[Opening PROVIDED MATERIAL section]

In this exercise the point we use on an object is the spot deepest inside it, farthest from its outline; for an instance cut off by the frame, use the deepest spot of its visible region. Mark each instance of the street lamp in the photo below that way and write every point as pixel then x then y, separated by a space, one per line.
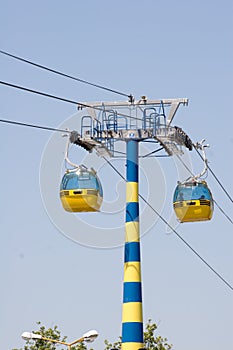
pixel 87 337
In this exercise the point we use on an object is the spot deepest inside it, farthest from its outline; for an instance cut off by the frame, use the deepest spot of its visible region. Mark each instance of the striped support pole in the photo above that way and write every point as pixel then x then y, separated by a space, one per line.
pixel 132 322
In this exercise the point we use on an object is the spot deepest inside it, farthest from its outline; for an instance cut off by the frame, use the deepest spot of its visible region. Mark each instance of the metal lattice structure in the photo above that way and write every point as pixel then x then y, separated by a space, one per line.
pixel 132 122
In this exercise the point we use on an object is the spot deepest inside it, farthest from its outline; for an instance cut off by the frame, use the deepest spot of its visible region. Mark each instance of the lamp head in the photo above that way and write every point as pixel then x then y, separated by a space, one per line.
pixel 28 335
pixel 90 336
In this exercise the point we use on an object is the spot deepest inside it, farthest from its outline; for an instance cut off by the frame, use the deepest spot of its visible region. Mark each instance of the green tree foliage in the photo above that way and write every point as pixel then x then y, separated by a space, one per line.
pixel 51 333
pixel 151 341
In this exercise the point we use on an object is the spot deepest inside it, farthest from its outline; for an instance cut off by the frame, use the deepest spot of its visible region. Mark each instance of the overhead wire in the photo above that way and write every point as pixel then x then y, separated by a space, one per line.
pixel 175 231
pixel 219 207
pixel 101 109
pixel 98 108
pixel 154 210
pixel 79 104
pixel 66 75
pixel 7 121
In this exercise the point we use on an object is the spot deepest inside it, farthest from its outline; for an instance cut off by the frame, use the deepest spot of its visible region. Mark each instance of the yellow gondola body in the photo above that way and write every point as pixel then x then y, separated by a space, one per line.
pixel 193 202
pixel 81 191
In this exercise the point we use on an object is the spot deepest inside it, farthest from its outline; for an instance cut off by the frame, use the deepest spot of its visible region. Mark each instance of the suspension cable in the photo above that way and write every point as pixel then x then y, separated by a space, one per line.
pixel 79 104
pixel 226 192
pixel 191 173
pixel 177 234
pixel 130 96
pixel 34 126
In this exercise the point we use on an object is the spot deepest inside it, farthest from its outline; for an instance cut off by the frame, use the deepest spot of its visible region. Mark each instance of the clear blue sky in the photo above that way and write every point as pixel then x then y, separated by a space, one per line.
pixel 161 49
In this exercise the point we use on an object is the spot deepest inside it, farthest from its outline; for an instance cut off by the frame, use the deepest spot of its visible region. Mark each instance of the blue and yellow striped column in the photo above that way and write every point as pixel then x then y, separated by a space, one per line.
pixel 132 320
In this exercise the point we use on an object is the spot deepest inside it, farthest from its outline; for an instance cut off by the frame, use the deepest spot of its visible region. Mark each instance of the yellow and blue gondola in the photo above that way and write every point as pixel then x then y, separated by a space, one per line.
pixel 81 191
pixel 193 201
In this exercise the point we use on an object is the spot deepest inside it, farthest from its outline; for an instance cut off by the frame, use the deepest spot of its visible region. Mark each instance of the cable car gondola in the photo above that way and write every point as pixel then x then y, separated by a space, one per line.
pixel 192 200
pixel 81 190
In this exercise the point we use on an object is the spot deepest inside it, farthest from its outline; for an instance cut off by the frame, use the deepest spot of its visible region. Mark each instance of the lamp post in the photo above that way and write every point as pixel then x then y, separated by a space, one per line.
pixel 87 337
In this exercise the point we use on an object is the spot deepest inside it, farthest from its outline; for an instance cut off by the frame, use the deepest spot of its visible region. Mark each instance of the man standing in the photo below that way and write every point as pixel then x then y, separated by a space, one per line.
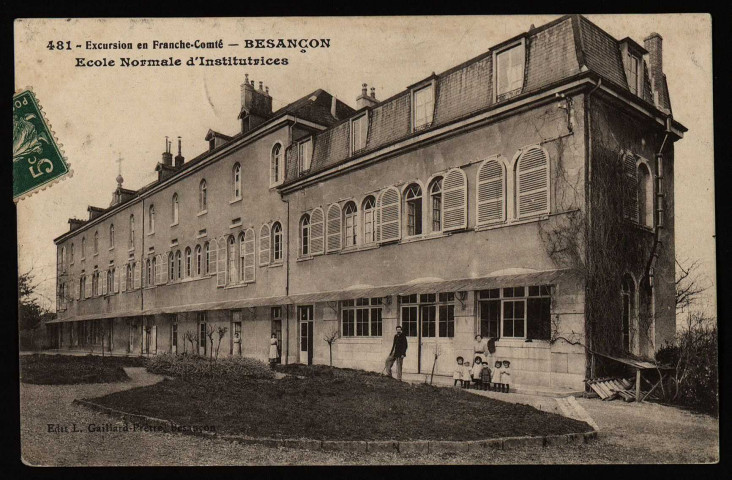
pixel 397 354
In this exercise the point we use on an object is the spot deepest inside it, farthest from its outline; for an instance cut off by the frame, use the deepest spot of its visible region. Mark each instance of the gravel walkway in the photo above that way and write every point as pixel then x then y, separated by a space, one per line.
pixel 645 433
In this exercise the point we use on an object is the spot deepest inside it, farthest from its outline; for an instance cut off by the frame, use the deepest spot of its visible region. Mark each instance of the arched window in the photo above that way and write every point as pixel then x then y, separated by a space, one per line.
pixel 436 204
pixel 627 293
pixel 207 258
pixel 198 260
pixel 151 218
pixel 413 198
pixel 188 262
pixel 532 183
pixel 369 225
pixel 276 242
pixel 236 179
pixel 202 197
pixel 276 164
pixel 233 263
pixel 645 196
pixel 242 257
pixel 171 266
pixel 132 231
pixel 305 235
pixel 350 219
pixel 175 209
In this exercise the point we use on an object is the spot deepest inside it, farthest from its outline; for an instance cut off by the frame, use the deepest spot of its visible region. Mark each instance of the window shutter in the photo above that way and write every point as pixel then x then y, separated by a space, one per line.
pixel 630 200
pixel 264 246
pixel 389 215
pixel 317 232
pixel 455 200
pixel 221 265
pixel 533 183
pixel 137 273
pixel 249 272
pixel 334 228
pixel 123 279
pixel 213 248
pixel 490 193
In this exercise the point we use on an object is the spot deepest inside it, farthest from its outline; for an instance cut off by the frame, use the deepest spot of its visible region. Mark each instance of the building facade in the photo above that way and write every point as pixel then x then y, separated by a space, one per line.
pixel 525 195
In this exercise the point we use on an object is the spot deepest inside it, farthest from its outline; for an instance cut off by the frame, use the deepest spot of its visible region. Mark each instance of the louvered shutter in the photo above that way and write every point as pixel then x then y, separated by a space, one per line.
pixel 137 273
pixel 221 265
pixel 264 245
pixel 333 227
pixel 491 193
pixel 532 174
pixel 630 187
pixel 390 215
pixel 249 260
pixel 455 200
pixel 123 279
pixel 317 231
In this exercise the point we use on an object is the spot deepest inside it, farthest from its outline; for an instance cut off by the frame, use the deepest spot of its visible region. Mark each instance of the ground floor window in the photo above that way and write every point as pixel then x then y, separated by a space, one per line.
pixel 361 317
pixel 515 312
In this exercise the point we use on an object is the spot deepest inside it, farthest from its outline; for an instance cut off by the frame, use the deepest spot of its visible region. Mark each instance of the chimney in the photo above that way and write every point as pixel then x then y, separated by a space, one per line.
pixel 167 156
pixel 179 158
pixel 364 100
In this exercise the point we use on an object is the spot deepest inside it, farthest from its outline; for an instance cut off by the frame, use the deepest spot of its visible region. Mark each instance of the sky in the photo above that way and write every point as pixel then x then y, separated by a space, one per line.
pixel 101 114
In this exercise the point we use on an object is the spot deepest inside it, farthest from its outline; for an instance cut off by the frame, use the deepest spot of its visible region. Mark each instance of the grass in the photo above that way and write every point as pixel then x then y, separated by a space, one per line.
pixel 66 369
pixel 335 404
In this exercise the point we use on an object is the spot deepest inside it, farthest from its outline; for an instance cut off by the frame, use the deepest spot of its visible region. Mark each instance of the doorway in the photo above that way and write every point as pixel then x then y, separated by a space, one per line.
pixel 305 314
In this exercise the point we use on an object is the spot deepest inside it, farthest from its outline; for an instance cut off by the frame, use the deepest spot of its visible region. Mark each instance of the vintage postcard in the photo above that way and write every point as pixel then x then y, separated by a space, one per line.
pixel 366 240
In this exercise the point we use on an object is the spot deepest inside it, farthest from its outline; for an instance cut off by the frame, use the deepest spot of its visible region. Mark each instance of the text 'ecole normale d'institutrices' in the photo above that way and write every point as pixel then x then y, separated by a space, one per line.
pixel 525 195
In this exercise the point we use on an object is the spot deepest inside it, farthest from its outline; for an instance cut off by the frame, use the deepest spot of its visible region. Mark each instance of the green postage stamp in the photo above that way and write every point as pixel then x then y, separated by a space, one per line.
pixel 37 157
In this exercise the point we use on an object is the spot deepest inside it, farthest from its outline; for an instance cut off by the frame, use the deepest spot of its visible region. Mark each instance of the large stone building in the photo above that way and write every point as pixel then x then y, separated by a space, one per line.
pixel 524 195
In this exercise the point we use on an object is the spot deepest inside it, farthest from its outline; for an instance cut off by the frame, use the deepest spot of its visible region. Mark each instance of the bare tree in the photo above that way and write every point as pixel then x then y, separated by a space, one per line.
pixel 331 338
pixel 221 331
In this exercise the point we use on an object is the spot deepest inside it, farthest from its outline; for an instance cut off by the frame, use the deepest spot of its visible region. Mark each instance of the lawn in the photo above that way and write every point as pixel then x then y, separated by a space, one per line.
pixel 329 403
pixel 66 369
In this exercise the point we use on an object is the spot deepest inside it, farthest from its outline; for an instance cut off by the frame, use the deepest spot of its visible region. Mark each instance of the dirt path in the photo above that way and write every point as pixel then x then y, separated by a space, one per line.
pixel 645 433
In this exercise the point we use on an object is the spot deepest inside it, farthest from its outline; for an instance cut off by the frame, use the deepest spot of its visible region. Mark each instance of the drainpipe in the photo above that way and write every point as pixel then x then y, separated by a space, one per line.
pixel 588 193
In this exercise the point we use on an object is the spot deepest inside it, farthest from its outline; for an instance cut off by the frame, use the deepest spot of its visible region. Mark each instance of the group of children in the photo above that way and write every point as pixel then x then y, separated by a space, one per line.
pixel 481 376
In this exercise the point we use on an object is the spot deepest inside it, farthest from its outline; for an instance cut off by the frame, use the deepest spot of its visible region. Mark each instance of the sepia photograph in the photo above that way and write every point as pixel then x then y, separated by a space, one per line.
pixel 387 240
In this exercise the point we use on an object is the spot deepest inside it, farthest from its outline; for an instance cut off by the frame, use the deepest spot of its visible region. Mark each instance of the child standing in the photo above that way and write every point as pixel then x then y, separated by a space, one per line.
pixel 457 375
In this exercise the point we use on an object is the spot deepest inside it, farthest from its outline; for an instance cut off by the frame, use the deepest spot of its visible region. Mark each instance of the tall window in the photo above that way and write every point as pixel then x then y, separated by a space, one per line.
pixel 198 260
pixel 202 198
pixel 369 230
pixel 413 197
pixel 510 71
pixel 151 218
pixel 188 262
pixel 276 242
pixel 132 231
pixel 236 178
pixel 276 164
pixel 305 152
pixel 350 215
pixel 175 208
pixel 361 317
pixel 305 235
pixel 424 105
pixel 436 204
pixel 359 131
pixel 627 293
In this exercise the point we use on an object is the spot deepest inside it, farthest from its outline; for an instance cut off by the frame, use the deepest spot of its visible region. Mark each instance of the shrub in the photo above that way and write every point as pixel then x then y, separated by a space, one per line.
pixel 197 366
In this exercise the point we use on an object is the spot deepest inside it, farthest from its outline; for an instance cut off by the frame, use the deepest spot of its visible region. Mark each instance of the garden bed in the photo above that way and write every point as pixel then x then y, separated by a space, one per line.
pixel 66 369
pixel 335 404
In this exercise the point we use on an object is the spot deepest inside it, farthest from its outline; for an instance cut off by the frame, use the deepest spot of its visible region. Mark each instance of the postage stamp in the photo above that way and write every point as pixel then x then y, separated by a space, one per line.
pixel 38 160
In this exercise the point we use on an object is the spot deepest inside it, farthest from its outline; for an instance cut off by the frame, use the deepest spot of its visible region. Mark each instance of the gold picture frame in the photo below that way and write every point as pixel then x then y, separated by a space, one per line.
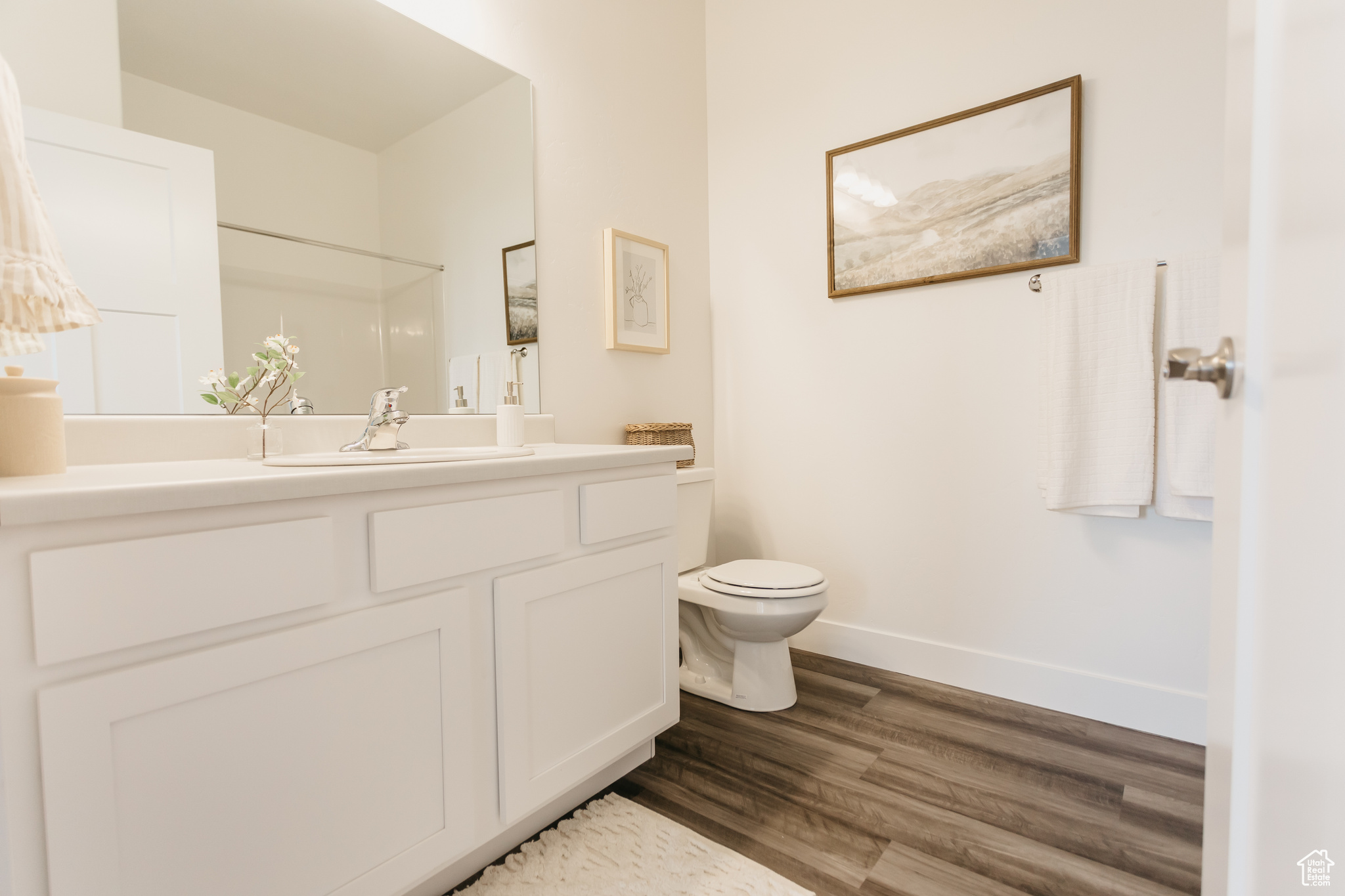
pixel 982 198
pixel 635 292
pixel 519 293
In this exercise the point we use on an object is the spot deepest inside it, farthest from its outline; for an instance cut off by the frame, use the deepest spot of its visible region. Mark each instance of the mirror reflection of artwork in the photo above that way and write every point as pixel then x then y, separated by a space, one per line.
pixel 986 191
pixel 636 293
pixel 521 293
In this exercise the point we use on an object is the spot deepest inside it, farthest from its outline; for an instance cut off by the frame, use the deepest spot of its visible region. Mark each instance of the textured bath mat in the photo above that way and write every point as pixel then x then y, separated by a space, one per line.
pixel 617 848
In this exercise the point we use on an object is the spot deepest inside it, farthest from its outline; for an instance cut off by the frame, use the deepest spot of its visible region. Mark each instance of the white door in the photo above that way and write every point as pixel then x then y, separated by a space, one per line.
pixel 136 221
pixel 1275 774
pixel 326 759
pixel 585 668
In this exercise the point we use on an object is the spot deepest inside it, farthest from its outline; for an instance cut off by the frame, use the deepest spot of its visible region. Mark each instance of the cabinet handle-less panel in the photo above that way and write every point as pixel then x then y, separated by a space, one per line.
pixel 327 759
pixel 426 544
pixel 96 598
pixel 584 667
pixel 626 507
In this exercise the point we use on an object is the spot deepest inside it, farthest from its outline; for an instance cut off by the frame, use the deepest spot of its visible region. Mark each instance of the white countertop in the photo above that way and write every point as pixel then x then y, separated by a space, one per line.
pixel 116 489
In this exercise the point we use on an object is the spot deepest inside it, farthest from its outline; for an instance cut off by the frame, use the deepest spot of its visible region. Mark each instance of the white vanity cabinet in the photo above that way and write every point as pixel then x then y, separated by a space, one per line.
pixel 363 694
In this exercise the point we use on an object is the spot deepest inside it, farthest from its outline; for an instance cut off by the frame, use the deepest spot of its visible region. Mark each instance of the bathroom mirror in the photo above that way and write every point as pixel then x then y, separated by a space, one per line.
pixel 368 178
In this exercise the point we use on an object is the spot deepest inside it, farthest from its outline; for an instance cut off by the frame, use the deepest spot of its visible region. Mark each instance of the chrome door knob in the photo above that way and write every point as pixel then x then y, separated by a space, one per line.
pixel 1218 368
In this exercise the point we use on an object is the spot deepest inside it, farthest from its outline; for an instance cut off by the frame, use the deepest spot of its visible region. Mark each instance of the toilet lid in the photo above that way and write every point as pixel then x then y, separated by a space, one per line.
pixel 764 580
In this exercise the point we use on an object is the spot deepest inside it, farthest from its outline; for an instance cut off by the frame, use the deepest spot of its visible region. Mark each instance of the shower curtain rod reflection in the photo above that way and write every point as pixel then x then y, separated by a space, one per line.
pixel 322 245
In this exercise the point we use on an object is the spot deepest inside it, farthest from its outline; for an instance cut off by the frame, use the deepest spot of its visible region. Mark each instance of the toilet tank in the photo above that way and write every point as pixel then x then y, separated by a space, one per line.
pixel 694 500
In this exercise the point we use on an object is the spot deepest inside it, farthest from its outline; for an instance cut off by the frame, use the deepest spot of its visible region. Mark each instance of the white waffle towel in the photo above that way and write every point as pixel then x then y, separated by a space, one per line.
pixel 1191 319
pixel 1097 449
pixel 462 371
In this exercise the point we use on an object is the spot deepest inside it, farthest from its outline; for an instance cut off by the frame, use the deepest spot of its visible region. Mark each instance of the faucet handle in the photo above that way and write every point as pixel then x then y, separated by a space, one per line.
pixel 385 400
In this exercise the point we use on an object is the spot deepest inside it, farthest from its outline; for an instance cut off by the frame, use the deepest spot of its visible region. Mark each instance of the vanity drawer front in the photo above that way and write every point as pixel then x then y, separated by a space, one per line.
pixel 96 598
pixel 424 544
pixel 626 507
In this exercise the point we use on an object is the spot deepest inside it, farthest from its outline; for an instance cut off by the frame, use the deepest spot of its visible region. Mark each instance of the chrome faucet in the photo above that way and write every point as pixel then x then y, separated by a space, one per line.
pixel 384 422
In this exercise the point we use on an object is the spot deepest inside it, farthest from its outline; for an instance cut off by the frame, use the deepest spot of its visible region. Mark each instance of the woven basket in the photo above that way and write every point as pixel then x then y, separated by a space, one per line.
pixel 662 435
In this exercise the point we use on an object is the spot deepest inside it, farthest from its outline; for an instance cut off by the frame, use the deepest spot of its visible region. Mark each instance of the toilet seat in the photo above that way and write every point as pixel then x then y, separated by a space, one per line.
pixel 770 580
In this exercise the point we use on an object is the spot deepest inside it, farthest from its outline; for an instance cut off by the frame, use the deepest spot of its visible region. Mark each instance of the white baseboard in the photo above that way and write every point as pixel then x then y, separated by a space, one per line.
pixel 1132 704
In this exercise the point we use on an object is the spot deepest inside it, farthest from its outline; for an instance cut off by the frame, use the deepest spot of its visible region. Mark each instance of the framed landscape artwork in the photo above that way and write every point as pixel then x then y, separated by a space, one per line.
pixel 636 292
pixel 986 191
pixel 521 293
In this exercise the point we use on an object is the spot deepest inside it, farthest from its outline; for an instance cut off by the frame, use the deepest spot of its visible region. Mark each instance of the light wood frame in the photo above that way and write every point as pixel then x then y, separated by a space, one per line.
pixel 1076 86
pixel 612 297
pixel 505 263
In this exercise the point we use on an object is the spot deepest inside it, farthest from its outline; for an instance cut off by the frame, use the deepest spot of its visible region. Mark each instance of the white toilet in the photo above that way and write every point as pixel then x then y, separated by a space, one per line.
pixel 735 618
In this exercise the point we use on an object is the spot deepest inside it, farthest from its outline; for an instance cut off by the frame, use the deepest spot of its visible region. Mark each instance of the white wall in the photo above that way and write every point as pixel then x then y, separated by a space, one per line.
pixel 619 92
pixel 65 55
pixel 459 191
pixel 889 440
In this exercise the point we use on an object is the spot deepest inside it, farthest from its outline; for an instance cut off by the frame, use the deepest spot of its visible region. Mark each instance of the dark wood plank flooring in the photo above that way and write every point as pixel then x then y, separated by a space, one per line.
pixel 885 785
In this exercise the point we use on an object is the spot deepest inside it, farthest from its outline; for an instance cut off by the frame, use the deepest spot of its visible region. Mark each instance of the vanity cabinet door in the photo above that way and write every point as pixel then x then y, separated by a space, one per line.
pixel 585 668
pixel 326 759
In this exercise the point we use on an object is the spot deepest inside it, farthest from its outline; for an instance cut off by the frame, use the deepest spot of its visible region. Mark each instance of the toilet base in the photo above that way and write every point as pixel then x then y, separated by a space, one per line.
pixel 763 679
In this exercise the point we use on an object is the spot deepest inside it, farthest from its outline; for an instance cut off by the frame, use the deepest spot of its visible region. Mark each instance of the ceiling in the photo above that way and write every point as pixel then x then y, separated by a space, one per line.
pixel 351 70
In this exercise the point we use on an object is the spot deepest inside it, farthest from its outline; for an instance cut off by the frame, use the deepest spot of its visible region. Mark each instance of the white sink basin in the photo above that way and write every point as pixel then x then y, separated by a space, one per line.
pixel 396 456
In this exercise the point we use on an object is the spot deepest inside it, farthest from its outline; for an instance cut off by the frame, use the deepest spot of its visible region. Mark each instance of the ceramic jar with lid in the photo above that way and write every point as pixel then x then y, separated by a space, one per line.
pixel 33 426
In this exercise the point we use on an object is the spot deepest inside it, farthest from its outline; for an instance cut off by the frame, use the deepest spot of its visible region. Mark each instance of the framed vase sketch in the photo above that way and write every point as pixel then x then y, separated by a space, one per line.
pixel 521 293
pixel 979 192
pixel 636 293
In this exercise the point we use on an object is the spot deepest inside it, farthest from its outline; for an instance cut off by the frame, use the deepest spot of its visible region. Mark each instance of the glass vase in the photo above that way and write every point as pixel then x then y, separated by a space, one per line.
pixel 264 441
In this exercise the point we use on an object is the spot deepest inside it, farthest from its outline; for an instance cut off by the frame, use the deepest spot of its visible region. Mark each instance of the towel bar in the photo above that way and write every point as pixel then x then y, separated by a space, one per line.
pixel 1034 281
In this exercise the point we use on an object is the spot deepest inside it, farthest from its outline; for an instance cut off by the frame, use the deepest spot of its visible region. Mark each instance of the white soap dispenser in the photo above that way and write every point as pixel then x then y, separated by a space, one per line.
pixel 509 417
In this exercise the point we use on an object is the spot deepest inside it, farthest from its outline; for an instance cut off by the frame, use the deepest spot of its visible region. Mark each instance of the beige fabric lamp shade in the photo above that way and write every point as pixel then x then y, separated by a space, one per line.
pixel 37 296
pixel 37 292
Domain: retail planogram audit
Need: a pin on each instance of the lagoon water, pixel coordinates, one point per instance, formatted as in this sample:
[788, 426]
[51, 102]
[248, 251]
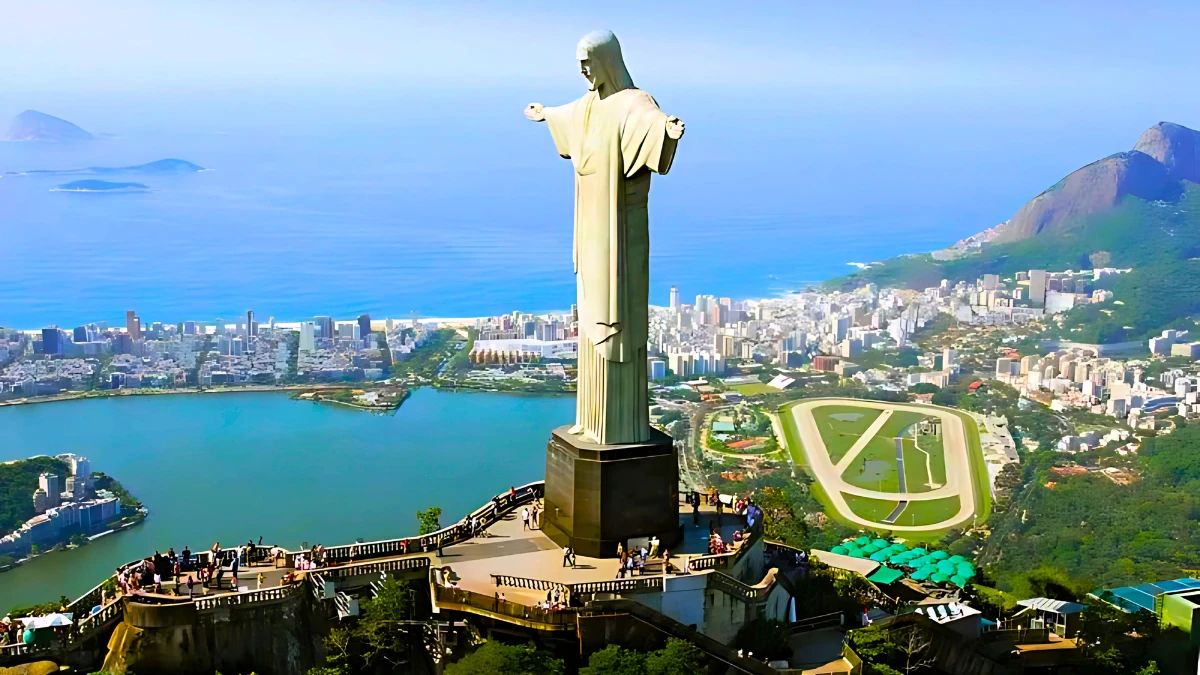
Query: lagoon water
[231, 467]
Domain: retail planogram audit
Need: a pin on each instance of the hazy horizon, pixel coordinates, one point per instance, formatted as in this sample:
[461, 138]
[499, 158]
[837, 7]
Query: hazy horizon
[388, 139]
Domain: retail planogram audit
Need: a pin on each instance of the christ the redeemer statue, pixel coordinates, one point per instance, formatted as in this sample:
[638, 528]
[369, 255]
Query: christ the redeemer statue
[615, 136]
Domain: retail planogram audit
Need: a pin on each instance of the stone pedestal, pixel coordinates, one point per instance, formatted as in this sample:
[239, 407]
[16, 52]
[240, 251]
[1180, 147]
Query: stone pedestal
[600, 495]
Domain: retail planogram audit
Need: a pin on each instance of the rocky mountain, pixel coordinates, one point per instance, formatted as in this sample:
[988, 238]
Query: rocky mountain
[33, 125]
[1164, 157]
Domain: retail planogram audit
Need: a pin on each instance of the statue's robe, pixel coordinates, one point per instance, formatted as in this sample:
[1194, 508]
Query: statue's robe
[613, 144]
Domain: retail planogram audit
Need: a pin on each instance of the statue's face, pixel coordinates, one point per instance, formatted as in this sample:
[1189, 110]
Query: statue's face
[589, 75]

[Closing PROVIDED MATERIAL section]

EXERCISE PROMPT
Find all the lines containing "sample" in the material, then copy them.

RESPONSE
Need: a pin on each instance of the lagoon water, pixel coordinates, one point per instance, formatted as in this sample:
Need: a pin on each instance of the hazy horizon, pixel coordinates, one point per instance, formatted as in this sample:
Need: a pin on each instance of the christ the redeemer statue, pixel coordinates, one point per instance, formatted as in this sample:
Need: a pin on each instance of the stone pedestal, pixel coordinates, one point per instance, formatted as in this sample:
Need: a pin on each instance of the rocky mountain, pixel coordinates, one point per instance, formatted as in this sample:
Need: a pin on each instance of the statue's robe, pixel coordinates, one point per instance, formatted as in this sample:
Need: a pin on each instance of the statue's face, pixel coordinates, one point per instance, formatted as in this sample:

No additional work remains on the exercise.